### Tasks for this exercise
a) In the text on word embeddings, what does the ! before the install command signify?
b) Print the stretch of the text on word embeddings from "### Get most" through "print(wv.most_similar(positive=['ziti'], topn=5))".
c) Translate this sentence from the text on word embeddings into German: "To use word embeddings, we will use a package called `gensim`."

### Text section
# # # #
To use word embeddings, we will use a package called `gensim`. As it is not installed in Colab by default, we first need to install it using the package manager pip. The ! signifies that this is a system command, not python code.

In [None]:
!pip install gensim # restart after installation

## Word Embeddings from Pre-Trained Models

In [None]:
## we load a 100-dimensional GloVe model trained on Wikipedia data
import gensim.downloader as api
wv = api.load('glove-wiki-gigaword-100') # small model so we don't have to wait too long...

In [None]:
wv['ziti'] # what do our embeddings look like?

### Get most similar words

In [None]:
## so what are 'ziti' according to our model? Let's check the most similar embeddings:
print(wv.most_similar(positive=['ziti'], topn=5))

In [None]:
## you can assess the similarity to other words with the `similarity` function (we'll cover what this score is later today)
wv.similarity('ziti', 'penne')

In [None]:
# Whereas
wv.similarity('ziti', 'banana')

In [None]:
# and
wv.similarity('ziti', 'car')

In [None]:
## You can calculate with these embeddings:
wv_london = wv['paris'] - wv['france'] + wv['england']
print(wv.most_similar(positive=[wv_london], topn=5))

In [None]:
## Though it does not always work perfectly
wv_queen = wv['king'] + wv['woman'] - wv['man']
print(wv.most_similar(positive=[wv_queen], topn=5))

In [None]:
## you can also use the inbuilt function to get weighted averages
print(wv.most_similar(positive=['woman', 'king'], negative=['man'], topn=5))

In [None]:
## other cute functions
print(wv.doesnt_match(['fire', 'water', 'land', 'sea', 'air', 'car']))
# # # #
### Listed records
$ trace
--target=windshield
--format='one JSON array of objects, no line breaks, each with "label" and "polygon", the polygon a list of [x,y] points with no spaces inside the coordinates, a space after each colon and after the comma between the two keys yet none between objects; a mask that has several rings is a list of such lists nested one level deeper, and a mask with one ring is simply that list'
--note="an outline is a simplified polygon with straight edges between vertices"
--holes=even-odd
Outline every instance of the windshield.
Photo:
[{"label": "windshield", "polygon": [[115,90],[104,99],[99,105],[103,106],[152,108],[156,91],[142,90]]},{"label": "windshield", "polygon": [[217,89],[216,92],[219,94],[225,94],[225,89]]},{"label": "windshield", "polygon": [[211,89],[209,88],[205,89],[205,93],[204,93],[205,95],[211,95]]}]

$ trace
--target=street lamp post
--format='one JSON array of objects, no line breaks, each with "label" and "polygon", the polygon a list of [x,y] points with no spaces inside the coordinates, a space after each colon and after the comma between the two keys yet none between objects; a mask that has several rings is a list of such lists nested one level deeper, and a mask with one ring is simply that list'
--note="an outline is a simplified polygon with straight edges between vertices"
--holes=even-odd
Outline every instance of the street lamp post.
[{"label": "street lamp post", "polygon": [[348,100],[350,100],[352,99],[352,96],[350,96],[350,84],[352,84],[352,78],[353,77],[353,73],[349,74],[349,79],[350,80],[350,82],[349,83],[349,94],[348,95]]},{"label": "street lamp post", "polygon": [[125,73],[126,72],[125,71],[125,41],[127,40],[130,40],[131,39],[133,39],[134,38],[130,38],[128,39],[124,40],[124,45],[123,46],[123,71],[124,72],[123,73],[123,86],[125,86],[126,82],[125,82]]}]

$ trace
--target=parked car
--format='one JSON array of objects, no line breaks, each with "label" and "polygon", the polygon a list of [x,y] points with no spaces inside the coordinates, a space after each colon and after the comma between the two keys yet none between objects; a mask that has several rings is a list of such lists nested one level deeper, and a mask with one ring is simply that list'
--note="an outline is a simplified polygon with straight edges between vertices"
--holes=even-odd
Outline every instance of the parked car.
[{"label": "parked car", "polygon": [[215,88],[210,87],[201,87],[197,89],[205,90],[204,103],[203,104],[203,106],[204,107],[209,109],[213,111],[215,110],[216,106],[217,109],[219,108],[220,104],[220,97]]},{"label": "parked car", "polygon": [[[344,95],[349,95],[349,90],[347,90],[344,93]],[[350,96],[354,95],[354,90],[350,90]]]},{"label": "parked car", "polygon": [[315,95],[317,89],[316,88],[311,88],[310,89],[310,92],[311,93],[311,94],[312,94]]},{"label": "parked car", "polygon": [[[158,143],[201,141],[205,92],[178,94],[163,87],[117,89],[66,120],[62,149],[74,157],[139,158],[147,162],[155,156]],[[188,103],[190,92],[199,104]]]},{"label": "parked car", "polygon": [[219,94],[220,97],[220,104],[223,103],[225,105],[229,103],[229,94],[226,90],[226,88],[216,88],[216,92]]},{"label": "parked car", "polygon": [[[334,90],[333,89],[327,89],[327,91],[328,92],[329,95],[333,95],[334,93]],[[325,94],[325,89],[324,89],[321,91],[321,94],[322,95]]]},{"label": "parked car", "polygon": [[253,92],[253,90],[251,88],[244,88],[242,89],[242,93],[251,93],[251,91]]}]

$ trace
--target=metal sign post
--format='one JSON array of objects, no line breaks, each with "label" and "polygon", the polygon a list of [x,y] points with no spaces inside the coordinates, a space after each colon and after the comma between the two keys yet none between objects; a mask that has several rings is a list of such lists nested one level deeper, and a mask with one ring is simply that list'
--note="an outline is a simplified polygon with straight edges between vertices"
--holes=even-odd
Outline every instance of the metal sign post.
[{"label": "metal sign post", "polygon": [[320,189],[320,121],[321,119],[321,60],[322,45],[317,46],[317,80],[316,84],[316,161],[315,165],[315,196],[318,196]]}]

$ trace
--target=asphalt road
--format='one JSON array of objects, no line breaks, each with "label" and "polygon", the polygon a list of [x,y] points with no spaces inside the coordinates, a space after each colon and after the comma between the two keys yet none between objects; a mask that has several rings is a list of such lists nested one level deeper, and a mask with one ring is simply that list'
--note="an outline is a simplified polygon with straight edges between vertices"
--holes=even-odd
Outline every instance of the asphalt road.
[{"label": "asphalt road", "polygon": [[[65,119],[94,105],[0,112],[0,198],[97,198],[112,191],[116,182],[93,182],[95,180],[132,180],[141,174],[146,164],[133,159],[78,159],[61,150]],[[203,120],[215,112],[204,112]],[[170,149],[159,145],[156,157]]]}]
# # # #
### Per-task outputs
a) It signifies that this is a system command, not Python code.

b)
### Get most similar words

In [None]:
## so what are 'ziti' according to our model? Let's check the most similar embeddings:
print(wv.most_similar(positive=['ziti'], topn=5))

c) Um Worteinbettungen zu verwenden, nutzen wir ein Paket namens `gensim`.